Required action: In how many lines of the records does the word "wall" appear? Reply with the number and nothing else.

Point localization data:
────────────────────

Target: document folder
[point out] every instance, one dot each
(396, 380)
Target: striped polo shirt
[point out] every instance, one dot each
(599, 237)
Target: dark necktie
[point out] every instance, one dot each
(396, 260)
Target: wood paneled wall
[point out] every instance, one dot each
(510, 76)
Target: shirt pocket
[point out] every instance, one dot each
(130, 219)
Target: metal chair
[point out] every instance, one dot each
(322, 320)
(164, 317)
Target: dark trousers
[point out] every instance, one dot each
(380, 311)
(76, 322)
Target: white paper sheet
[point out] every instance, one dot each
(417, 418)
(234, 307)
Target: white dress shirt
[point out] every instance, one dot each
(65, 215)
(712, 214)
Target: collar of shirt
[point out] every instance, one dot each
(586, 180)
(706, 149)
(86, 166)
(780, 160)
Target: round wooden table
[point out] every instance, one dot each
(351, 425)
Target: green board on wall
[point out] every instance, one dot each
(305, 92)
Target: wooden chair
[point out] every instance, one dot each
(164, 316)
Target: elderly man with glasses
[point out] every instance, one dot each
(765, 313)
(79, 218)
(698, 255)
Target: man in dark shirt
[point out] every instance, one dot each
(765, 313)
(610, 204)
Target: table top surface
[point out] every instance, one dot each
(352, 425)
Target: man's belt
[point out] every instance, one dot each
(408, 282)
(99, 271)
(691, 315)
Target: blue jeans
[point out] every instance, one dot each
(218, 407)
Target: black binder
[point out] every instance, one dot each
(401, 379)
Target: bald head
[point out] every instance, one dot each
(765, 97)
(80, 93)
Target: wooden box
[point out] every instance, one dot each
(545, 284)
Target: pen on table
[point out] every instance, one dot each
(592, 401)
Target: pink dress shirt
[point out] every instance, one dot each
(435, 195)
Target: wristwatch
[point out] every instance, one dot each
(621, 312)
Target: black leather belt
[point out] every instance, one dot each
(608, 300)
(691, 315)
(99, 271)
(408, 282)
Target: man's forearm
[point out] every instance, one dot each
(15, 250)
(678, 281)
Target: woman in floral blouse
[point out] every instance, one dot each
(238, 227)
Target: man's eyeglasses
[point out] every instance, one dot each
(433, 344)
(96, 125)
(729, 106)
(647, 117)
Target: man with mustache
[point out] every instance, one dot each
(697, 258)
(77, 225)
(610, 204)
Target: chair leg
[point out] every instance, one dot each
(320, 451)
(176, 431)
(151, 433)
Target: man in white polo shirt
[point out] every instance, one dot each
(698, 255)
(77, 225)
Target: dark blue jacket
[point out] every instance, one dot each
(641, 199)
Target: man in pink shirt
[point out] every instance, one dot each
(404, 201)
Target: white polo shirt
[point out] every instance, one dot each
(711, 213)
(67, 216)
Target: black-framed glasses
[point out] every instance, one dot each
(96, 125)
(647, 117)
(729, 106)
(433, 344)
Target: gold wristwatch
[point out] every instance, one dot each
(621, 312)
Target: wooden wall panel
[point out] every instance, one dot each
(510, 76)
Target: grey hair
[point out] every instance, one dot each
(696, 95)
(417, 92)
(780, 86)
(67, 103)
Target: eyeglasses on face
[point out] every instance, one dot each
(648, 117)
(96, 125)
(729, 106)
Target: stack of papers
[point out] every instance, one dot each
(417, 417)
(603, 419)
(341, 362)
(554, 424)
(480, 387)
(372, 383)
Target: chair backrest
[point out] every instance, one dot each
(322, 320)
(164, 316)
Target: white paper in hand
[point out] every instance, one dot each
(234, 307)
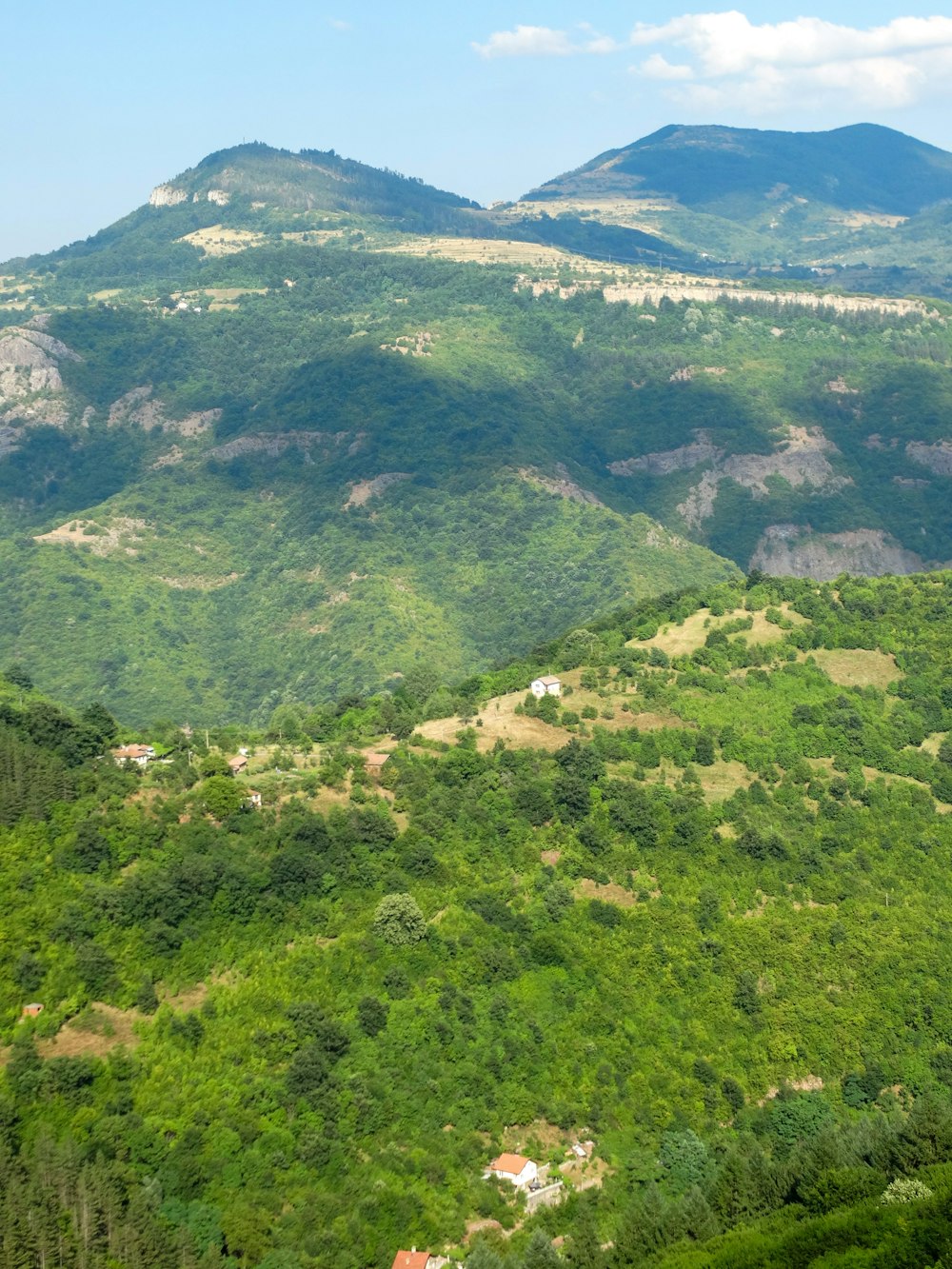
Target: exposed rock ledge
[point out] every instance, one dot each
(364, 490)
(563, 485)
(937, 458)
(143, 410)
(796, 551)
(800, 458)
(274, 443)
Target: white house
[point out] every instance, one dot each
(514, 1169)
(548, 685)
(139, 754)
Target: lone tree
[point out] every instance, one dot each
(399, 921)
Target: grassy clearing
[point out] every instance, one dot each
(501, 723)
(857, 666)
(489, 251)
(93, 1033)
(217, 240)
(724, 778)
(499, 720)
(689, 635)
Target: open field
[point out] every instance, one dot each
(857, 666)
(93, 1033)
(499, 720)
(491, 251)
(219, 240)
(689, 635)
(724, 778)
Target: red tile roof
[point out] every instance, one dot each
(410, 1260)
(513, 1164)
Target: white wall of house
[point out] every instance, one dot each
(540, 688)
(528, 1174)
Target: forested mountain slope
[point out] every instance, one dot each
(693, 911)
(861, 194)
(307, 435)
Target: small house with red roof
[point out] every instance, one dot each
(514, 1169)
(415, 1259)
(139, 754)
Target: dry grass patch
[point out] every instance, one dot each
(932, 744)
(541, 1134)
(489, 251)
(689, 635)
(501, 723)
(611, 892)
(857, 666)
(872, 773)
(724, 778)
(219, 240)
(93, 1033)
(101, 540)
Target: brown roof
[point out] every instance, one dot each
(410, 1260)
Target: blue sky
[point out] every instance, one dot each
(106, 99)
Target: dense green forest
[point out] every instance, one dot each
(695, 911)
(292, 506)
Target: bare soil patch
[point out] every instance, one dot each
(101, 540)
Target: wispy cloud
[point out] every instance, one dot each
(545, 42)
(712, 60)
(809, 60)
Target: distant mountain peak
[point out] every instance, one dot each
(305, 180)
(863, 167)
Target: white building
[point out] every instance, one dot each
(514, 1169)
(548, 685)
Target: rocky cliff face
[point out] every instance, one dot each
(30, 385)
(796, 551)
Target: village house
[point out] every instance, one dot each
(139, 754)
(373, 763)
(514, 1169)
(415, 1259)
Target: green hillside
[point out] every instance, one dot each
(856, 195)
(331, 426)
(691, 914)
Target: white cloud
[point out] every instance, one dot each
(805, 61)
(659, 68)
(544, 42)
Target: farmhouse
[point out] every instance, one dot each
(415, 1259)
(139, 754)
(514, 1169)
(373, 763)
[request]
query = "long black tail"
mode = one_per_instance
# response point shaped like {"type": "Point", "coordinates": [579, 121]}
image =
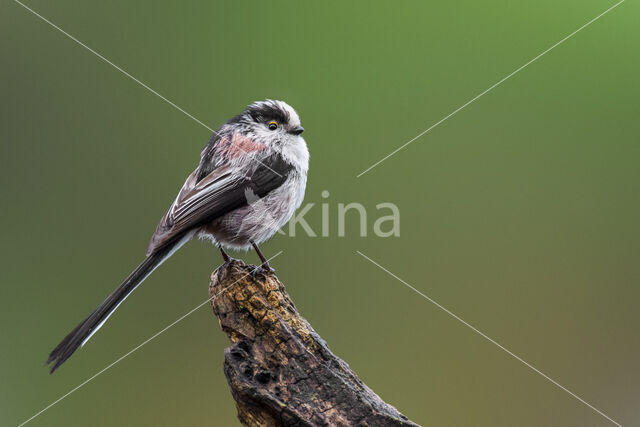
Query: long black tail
{"type": "Point", "coordinates": [81, 333]}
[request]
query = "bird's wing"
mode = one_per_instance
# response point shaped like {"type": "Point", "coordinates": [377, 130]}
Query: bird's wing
{"type": "Point", "coordinates": [220, 192]}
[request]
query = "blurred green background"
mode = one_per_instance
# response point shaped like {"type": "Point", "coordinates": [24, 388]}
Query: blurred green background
{"type": "Point", "coordinates": [520, 213]}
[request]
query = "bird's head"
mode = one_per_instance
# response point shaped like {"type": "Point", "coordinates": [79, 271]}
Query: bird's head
{"type": "Point", "coordinates": [270, 122]}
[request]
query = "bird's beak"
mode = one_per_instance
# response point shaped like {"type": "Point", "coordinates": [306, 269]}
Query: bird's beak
{"type": "Point", "coordinates": [297, 130]}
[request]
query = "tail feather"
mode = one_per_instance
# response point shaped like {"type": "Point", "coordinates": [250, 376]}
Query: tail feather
{"type": "Point", "coordinates": [81, 333]}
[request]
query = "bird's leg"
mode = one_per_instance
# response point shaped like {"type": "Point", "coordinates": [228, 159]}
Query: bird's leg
{"type": "Point", "coordinates": [265, 262]}
{"type": "Point", "coordinates": [225, 256]}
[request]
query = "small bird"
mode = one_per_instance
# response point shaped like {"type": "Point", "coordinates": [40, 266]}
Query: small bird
{"type": "Point", "coordinates": [250, 180]}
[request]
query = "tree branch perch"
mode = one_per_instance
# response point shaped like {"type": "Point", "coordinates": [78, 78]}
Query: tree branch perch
{"type": "Point", "coordinates": [280, 371]}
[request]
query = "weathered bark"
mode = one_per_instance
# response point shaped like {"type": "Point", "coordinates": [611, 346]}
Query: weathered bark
{"type": "Point", "coordinates": [280, 371]}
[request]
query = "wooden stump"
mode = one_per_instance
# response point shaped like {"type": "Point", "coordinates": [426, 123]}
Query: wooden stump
{"type": "Point", "coordinates": [280, 371]}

────────────────────

Written solution: 4